Aim of the task: Rewrite the entries below as a numbered list with one line per item, omitting blank lines. Leave the pictures out of the list.

Given data:
## START

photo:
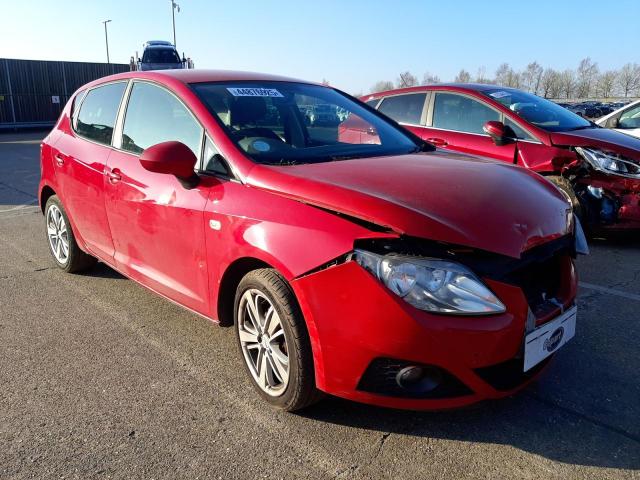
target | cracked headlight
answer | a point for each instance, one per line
(609, 162)
(431, 284)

## END

Output for this task:
1. photo:
2. target | cracked headlight
3. answer | a point for each instance, one per line
4. (609, 162)
5. (431, 284)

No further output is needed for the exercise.